BAGIAN DOKUMEN:
--------------------------------------------------

PERANAN SYEH JANGKUNG DALAM MENYEBARKAN AGAMA ISLAM DI DAERAH PATI
PERANAN SYEH JANGKUNG DALAM
MENYEBARKAN AGAMA ISLAM DI DAERAH PATI
Untuk Memenuhi Tugas Mata Kuliah Sejarah
Lokal
Dosen Pengampu: Sudrajat, M.Pd. dan
Harianti, M.Pd.
1.
Disusun
Oleh:
Didin
Harianto 09406244001
JURUSAN PENDIDIKAN SEJARAH
FAKULTAS ILMU SOSIAL DAN EKONOMI
UNIVERSITAS NEGERI YOGYAKARTA
2011
A.

--------------------------------------------------

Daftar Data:
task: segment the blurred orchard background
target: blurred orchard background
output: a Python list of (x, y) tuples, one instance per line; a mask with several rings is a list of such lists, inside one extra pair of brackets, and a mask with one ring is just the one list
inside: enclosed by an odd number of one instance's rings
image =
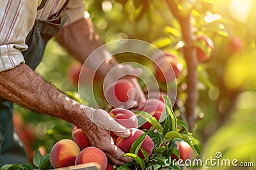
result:
[[(189, 85), (181, 50), (184, 43), (180, 25), (166, 1), (87, 0), (84, 14), (92, 18), (104, 43), (125, 38), (143, 40), (172, 53), (182, 63), (183, 71), (177, 80), (177, 104), (173, 107), (179, 117), (186, 110), (186, 89)], [(191, 12), (194, 34), (205, 34), (214, 45), (210, 58), (197, 66), (198, 100), (193, 132), (201, 146), (200, 157), (216, 159), (215, 153), (221, 152), (223, 159), (253, 162), (255, 167), (256, 1), (174, 1), (179, 3), (181, 15)], [(120, 62), (127, 61), (127, 55), (120, 55), (117, 59)], [(132, 53), (129, 56), (129, 61), (131, 59), (152, 69), (148, 60)], [(77, 97), (80, 67), (52, 39), (36, 71), (63, 92)], [(99, 79), (95, 81), (101, 83)], [(164, 86), (159, 83), (160, 88)], [(95, 97), (102, 98), (100, 93)], [(83, 102), (86, 104), (86, 101)], [(106, 101), (101, 102), (105, 108)], [(15, 110), (15, 129), (30, 160), (38, 147), (47, 152), (57, 141), (72, 139), (71, 124), (18, 106)]]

--------------------------------------------------

YANG DIBUTUHKAN:
Nyatakan apakah setiap pernyataan di bawah ini sesuai dengan bagian dokumen di atas. Jawab ya atau tidak untuk masing-masing, lalu sertakan kutipan persis dari bagian dokumen yang menjadi penentunya.
1. Dokumen ini berasal dari Universitas Negeri Yogyakarta.
2. Dokumen ini membahas penyebaran agama Islam di daerah Yogyakarta.
3. Dokumen ini disusun di Jurusan Pendidikan Sejarah.

JAWABAN LATIHAN:
1. Ya: "UNIVERSITAS NEGERI YOGYAKARTA".
2. Tidak: "MENYEBARKAN AGAMA ISLAM DI DAERAH PATI".
3. Ya: "JURUSAN PENDIDIKAN SEJARAH".